Tentative(s) de déplacement(s)

2015. Série d’interventions discrètes, lecture-performance. Invitation de Cloé Beaugrand à faire une série d’interventions artistiques dans le cadre de son exposition Tentatives de rapprochement, à L’Espace d’en bas, Paris, en juillet 2015.

« Damien Dion, adepte des détournements minuscules, des interventions infinitésimales, des actions furtives, vient non pas en « rajouter », comme aurait fait n’importe quel invité, mais, en considérant l’exposition de Beaugrand comme un environnement donné ou une situation existante, il tente d’en saisir les interrelations et les rapports à la ville, au monde globalisé. Ainsi, il manipule les objets accumulés dans la galerie, il en expérimente l’autonomie, mais aussi il les soumet à l’expérience du contexte. C’est un procédé extrêmement pragmatique de confronter l’art et son aura à la réalité du monde. Cette friction entre la fiction et le réel n’est pas documenté par des vidéo ou des photos, comme d’autres artistes de l’intervention peuvent le pratiquer, mais par le récit que l’artiste en fait le soir du vernissage. Une oralisation du processus qui n’est pas sans rappeler que l’oralité est caractéristique d’une stratégie (…) qui procède à la fois d’une méfiance envers les usages aliénant du milieu de l’art et d’une volonté affirmée de jouer avec le monde sans convoquer les philosophes certifiés et sans s’encombrer d’objets imposants. Moins, c’est vraiment mieux. »
--
## Consignes
1. D'après le texte extrait, par quel moyen la friction entre la fiction et le réel est-elle documentée ?
2. Traduisez en anglais cette phrase du texte extrait : « C’est un procédé extrêmement pragmatique de confronter l’art et son aura à la réalité du monde. »
3. Reproduisez à l'identique le passage du texte extrait qui commence par les mots contenant « 2015. Série d’interventions » et se termine par « en juillet 2015. ».

(Extrait d'un jeu de données)
--
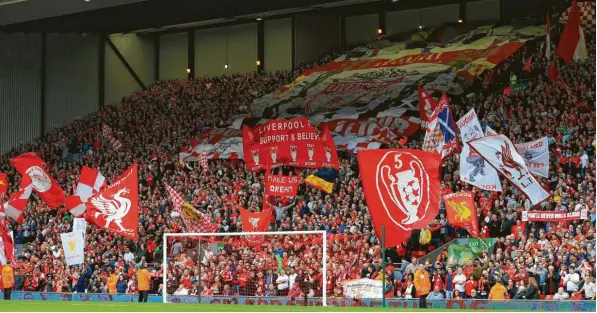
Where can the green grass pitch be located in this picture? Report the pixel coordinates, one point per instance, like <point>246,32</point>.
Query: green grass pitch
<point>60,306</point>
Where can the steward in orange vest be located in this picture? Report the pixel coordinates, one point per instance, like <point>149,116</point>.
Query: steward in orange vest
<point>112,281</point>
<point>8,280</point>
<point>143,280</point>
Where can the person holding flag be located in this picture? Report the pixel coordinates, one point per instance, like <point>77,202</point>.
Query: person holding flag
<point>8,279</point>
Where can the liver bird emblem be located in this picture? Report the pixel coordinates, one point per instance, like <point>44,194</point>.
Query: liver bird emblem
<point>509,162</point>
<point>462,211</point>
<point>254,221</point>
<point>114,209</point>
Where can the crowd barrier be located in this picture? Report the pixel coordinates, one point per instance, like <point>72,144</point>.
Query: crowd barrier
<point>508,305</point>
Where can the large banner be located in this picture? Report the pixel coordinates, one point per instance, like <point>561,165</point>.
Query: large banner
<point>473,169</point>
<point>542,216</point>
<point>402,190</point>
<point>292,142</point>
<point>499,151</point>
<point>536,156</point>
<point>73,245</point>
<point>363,288</point>
<point>216,143</point>
<point>462,253</point>
<point>281,186</point>
<point>370,80</point>
<point>462,212</point>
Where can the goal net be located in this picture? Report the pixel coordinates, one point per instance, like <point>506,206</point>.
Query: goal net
<point>267,268</point>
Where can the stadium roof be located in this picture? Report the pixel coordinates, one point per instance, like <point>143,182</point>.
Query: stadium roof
<point>121,16</point>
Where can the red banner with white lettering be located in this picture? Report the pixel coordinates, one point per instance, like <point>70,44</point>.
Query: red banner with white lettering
<point>293,142</point>
<point>553,216</point>
<point>281,186</point>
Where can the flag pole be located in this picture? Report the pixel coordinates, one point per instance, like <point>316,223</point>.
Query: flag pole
<point>383,264</point>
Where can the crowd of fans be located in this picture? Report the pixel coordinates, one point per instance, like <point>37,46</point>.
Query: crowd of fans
<point>531,260</point>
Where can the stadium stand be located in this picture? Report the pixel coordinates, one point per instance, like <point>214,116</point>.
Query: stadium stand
<point>531,260</point>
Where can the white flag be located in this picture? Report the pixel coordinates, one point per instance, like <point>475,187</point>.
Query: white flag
<point>80,225</point>
<point>536,156</point>
<point>473,169</point>
<point>500,152</point>
<point>489,131</point>
<point>73,245</point>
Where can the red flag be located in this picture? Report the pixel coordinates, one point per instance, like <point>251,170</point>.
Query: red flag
<point>194,221</point>
<point>572,44</point>
<point>44,185</point>
<point>204,162</point>
<point>293,142</point>
<point>6,240</point>
<point>255,221</point>
<point>547,38</point>
<point>527,65</point>
<point>462,212</point>
<point>553,73</point>
<point>3,185</point>
<point>18,201</point>
<point>402,190</point>
<point>75,205</point>
<point>426,105</point>
<point>116,207</point>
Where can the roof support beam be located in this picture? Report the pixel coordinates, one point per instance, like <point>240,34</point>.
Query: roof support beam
<point>125,63</point>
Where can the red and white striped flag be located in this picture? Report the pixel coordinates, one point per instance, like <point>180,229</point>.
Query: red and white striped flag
<point>113,141</point>
<point>91,181</point>
<point>204,161</point>
<point>18,201</point>
<point>572,44</point>
<point>193,220</point>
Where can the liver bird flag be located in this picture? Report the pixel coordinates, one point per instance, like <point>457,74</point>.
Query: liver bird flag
<point>116,207</point>
<point>462,212</point>
<point>402,190</point>
<point>29,164</point>
<point>501,153</point>
<point>440,133</point>
<point>255,221</point>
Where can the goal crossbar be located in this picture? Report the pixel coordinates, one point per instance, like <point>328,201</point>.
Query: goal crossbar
<point>323,234</point>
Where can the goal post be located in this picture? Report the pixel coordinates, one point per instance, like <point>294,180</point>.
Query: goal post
<point>261,250</point>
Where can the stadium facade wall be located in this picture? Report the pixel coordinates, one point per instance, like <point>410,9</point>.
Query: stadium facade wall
<point>467,304</point>
<point>20,89</point>
<point>403,21</point>
<point>436,16</point>
<point>140,54</point>
<point>71,78</point>
<point>361,28</point>
<point>277,44</point>
<point>233,45</point>
<point>484,10</point>
<point>314,35</point>
<point>173,56</point>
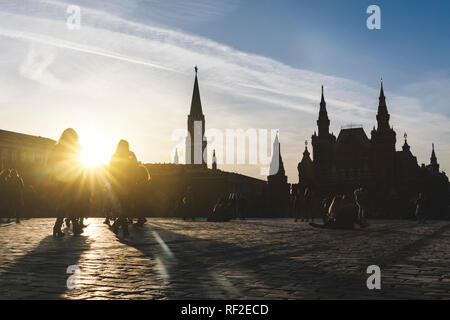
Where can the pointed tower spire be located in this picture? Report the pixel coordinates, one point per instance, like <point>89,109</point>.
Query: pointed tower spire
<point>196,104</point>
<point>433,159</point>
<point>276,165</point>
<point>323,105</point>
<point>196,143</point>
<point>382,115</point>
<point>323,122</point>
<point>214,160</point>
<point>175,157</point>
<point>406,145</point>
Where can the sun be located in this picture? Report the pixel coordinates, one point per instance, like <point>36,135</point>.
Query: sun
<point>94,151</point>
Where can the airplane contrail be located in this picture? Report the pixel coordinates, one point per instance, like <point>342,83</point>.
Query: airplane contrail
<point>77,47</point>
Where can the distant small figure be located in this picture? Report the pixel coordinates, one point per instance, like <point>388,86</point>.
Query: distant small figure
<point>362,201</point>
<point>66,175</point>
<point>298,201</point>
<point>222,210</point>
<point>307,205</point>
<point>122,179</point>
<point>15,189</point>
<point>420,209</point>
<point>342,214</point>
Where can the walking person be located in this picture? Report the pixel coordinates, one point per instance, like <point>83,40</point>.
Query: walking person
<point>420,209</point>
<point>15,188</point>
<point>298,200</point>
<point>307,205</point>
<point>121,177</point>
<point>65,175</point>
<point>361,199</point>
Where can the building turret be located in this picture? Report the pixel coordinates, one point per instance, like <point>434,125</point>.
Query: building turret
<point>305,168</point>
<point>214,160</point>
<point>323,143</point>
<point>195,141</point>
<point>175,157</point>
<point>383,140</point>
<point>434,165</point>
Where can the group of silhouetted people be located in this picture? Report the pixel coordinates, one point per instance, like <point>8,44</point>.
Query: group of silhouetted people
<point>12,194</point>
<point>340,211</point>
<point>230,206</point>
<point>123,193</point>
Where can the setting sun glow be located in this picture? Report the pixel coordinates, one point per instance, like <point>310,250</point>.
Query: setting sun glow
<point>94,151</point>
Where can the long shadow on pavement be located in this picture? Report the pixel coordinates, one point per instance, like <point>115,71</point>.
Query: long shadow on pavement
<point>42,273</point>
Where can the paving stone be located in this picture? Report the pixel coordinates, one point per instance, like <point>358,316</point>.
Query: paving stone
<point>252,259</point>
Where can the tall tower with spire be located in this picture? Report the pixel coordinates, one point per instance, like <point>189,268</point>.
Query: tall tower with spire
<point>196,143</point>
<point>214,160</point>
<point>323,143</point>
<point>434,165</point>
<point>277,183</point>
<point>383,142</point>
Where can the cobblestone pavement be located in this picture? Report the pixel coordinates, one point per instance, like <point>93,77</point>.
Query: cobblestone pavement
<point>253,259</point>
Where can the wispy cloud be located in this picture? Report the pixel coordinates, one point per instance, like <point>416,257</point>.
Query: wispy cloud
<point>135,80</point>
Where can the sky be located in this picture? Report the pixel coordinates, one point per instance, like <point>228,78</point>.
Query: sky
<point>128,71</point>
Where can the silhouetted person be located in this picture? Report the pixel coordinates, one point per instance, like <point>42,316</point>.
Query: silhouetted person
<point>187,203</point>
<point>307,206</point>
<point>342,214</point>
<point>420,209</point>
<point>4,193</point>
<point>362,201</point>
<point>15,189</point>
<point>298,204</point>
<point>66,175</point>
<point>241,206</point>
<point>122,178</point>
<point>222,210</point>
<point>141,184</point>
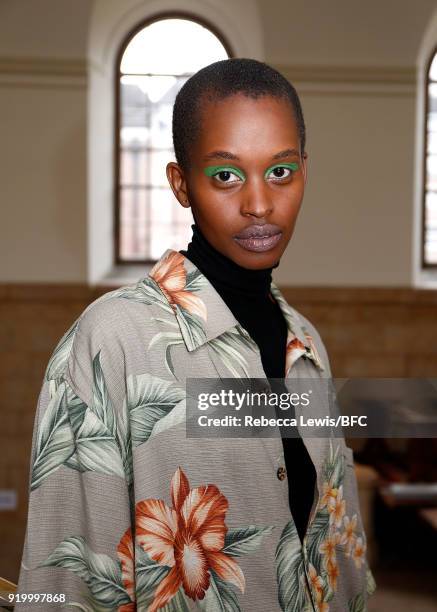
--
## Réponses
1. Par le récit que l'artiste en fait le soir du vernissage.

2. It is an extremely pragmatic method of confronting art and its aura with the reality of the world.

3.
2015. Série d’interventions discrètes, lecture-performance. Invitation de Cloé Beaugrand à faire une série d’interventions artistiques dans le cadre de son exposition Tentatives de rapprochement, à L’Espace d’en bas, Paris, en juillet 2015.